▶ _Extrait du texte_

----------

Violences au travail -
Réalité cherche définition
Par Dominique Foufelle http://www.penelopes.org/pages/beijing.htm
Un tour d’horizon européen permet de confirmer
que, oui, le harcèlement sexuel sur le lieu de travail est une pratique extrêmement
courante, à l’encontre des femmes dans l’immense majorité des cas. Mais
beaucoup préfèrent encore le minimiser ou l’oublier. Alors que la précarisation
expose les femmes à de plus en plus d’abus de tous types.
La lecture de la préface du rapport de la Commission Européenne sur le harcèlement
sexuel sur le lieu de travail* laisse perplexe : on y indique que " 30% à
50% des travailleuses continuent à souffrir d’une forme quelconque de harcèlement
sexuel. " Pourquoi des chiffres si approximatifs ? Parce que le terme
" harcèlement sexuel " n’a pas de définition universelle, ce qui
entraîne forcément une grande diversité dans la façon de dresser les
questionnaires et d’y répondre.
Monsieur Goujat se prend pour un galant homme
Une étude espagnole dans cinq pays de l’Europe du
Sud (Espagne, France, Grèce, Italie, Portugal) montre que si l’on demandait
directement aux femmes si elles ont été victimes de harcèlement sexuel, la
proportion des réponses positives se situait entre 25% et 45 % selon les études.
Alors qu’elle montait jusqu’à 84% lorsqu’on présentait une liste de
faits incluant les manifestations, les propos et les regards à intention
sexuelle adressés à une personne sans qu’elle l’ait désiré ! Autrement
dit, des femmes acceptent des comportements qui, de leur propre aveu, les gênent,
parce qu’ils sont censés faire partie des habitudes dans les rapports
hommes/femmes. Elles se taisent par peur de passer pour des bêcheuses. Les
hommes interrogés, eux, considèrent comme agréables leurs avances plus ou
moins déguisées, quelle que soit la réponse qui leur est donnée.

----------

▶ _Contenu des données_
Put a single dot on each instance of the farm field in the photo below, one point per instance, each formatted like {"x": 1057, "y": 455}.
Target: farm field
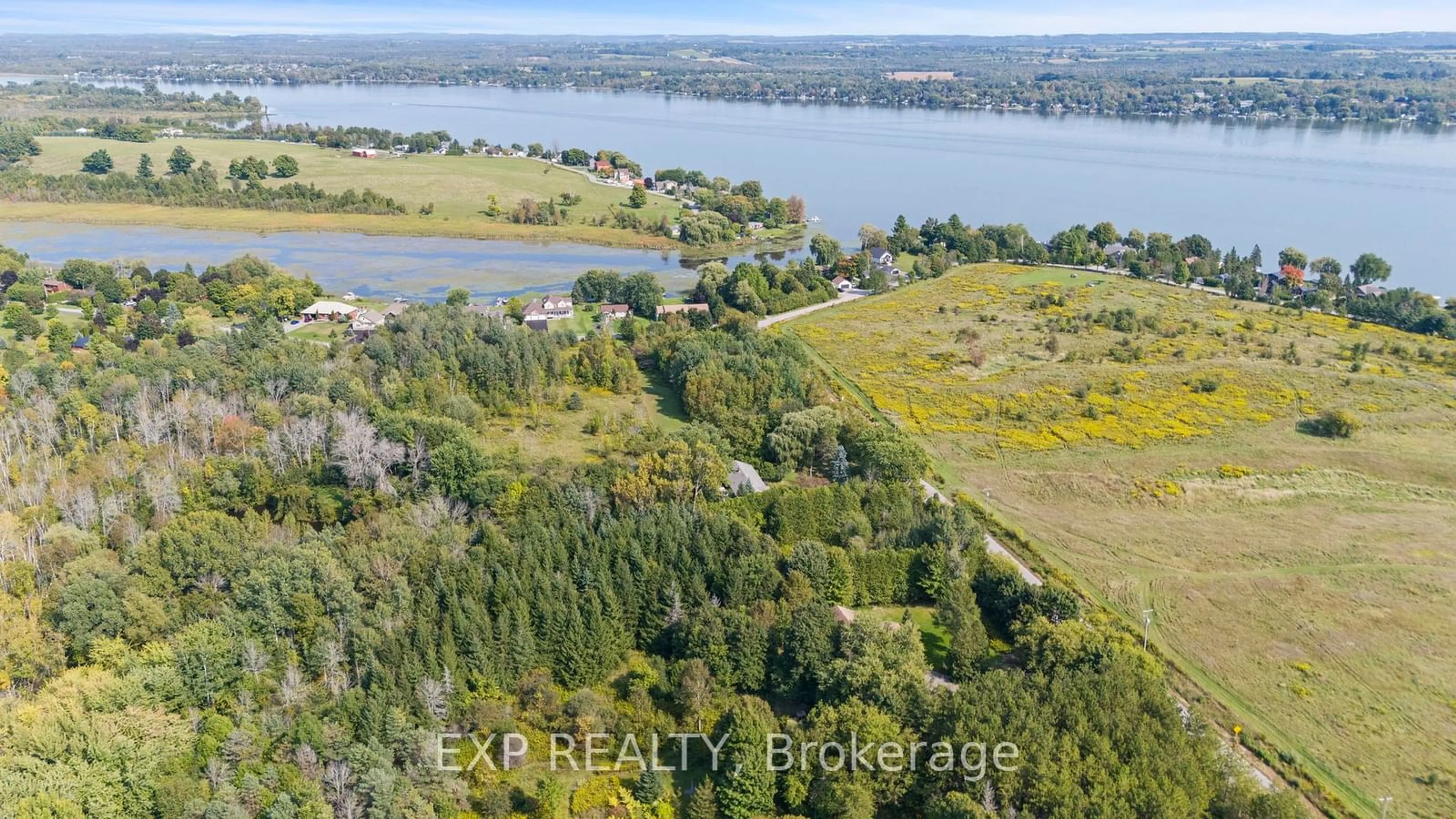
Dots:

----------

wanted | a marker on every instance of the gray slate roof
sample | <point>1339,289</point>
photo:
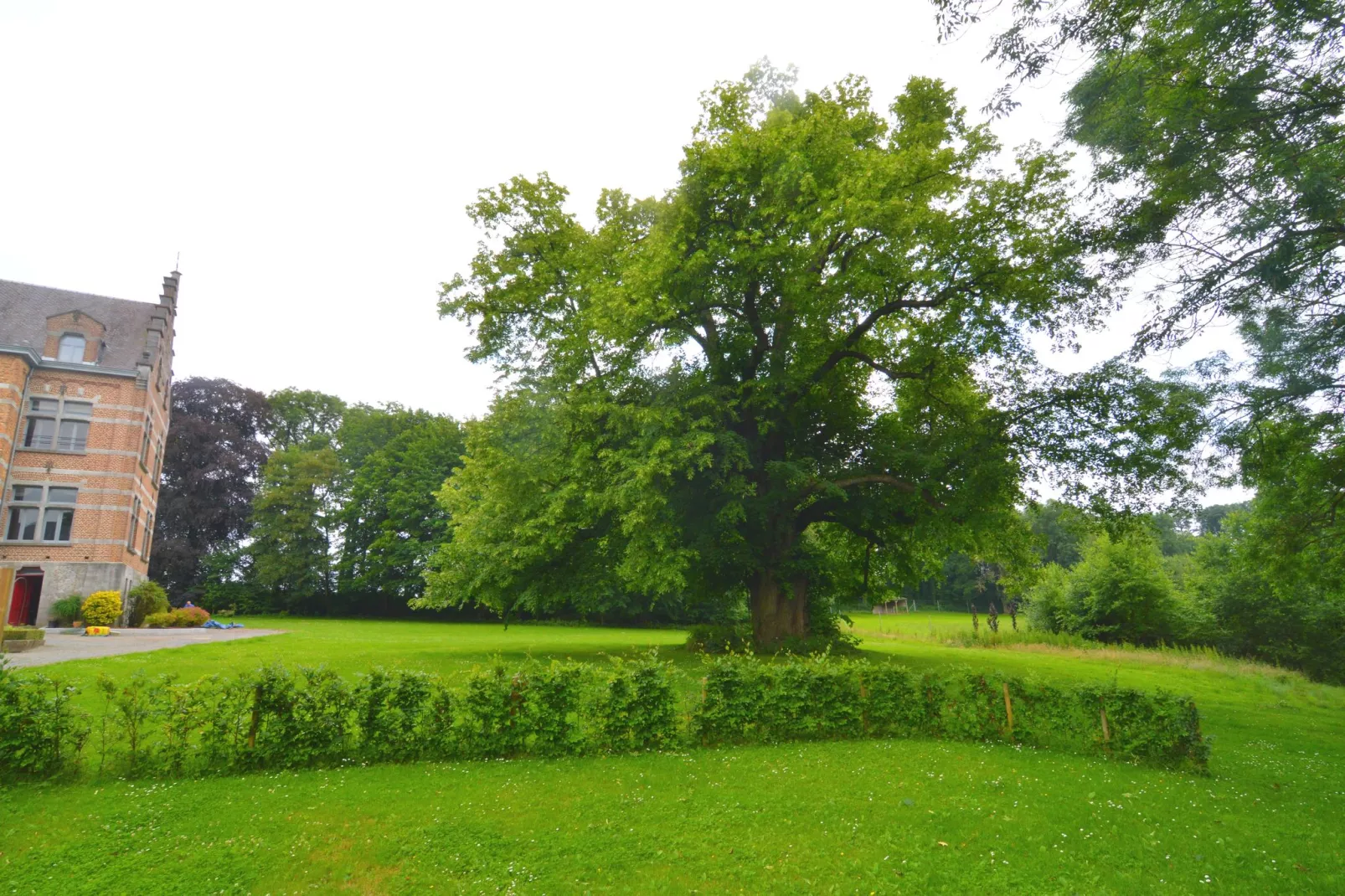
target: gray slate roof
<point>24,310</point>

----------

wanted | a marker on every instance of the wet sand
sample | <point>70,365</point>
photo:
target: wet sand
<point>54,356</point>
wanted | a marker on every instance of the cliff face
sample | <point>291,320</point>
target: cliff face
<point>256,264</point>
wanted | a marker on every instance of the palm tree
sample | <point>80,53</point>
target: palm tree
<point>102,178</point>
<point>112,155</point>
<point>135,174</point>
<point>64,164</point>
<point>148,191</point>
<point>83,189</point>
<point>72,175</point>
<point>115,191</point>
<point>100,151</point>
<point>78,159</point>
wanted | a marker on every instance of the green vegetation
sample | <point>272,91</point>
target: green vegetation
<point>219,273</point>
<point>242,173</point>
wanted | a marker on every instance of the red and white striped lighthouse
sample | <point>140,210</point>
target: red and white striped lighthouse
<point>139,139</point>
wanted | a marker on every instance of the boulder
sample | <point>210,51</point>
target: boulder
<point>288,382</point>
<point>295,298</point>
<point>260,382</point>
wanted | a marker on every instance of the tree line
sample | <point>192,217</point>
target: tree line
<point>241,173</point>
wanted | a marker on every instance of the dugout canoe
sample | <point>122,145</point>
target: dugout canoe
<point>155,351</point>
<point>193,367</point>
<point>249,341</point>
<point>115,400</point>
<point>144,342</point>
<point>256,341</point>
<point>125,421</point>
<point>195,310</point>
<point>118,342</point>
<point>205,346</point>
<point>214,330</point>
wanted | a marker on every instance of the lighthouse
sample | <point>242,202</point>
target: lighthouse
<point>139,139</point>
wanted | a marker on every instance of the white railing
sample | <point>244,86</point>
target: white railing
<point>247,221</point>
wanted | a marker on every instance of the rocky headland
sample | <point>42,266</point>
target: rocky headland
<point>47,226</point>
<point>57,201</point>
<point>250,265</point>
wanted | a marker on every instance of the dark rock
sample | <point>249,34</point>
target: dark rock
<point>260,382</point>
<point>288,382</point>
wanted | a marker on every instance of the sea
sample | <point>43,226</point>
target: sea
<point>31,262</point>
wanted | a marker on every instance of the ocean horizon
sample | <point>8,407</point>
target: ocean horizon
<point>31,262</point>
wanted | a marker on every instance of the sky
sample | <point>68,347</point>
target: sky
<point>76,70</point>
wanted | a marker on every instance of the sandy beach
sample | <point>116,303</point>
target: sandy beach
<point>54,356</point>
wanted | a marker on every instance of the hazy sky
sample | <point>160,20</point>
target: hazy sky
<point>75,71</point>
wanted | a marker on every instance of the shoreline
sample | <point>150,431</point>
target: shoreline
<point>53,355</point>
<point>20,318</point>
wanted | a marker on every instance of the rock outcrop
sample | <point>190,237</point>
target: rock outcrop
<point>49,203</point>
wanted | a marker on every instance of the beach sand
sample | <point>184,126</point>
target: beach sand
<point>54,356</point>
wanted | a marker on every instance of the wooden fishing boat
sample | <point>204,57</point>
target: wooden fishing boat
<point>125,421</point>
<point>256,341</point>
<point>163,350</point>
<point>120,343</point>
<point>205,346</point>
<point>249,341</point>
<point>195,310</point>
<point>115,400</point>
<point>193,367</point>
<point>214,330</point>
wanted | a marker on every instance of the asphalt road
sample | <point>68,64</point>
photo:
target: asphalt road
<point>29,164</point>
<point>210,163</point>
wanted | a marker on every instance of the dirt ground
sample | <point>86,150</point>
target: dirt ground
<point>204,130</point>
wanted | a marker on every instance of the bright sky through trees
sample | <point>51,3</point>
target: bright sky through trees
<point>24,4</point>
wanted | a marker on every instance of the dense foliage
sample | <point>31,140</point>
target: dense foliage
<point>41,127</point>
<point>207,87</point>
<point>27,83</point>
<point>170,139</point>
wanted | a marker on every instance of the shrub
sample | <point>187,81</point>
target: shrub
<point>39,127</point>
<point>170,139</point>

----------

▶ _Exercice court A_
Traduisez en anglais la phrase suivante de l'extrait sur le harcèlement sexuel au travail : « Elles se taisent par peur de passer pour des bêcheuses. »
▶ _Exercice court B_
Résumez en deux phrases l'extrait sur le harcèlement sexuel au travail.
▶ _Exercice court C_
Poursuivez l'extrait sur le harcèlement sexuel au travail après sa dernière phrase.
Ces lignes ne servent à rien pour ce qui est demandé.

▶ _Résultat de l'exercice A_
They keep quiet for fear of being seen as stuck-up.

▶ _Résultat de l'exercice B_
D'après la préface d'un rapport de la Commission européenne, 30 % à 50 % des travailleuses subissent une forme de harcèlement sexuel, une estimation approximative parce que le terme n'a pas de définition universelle. Une étude espagnole menée dans cinq pays d'Europe du Sud montre que 25 % à 45 % des femmes interrogées directement se disent victimes, contre jusqu'à 84 % face à une liste de faits précis, car beaucoup acceptent en silence des comportements qui les gênent.

▶ _Résultat de l'exercice C_
Femmes séductrices et hommes placés dans l’impossibilité de réfréner leur
libido ? C’est malheureusement un fantasme qui a encore cours. De même que la
" séduction " comme élément indispensable d’une bonne ambiance de
travail. Lors des débats parlementaires en France, le harcèlement sexuel
environnemental (exercé par des collègues, indépendamment des positions hiérarchiques
respectives) a été exclu du champ d’application de la loi, car laissant à
la personne importunée la latitude de décider ce qui était offensant, il
ouvrait -a-t-on dit, la voie à des plaintes abusives et des actions judiciaires
en cascade. Le puritanisme américain servant de contre-exemple à un climat
galant, typiquement latin, qui règnerait pour le plus grand plaisir de tous et
de toutes.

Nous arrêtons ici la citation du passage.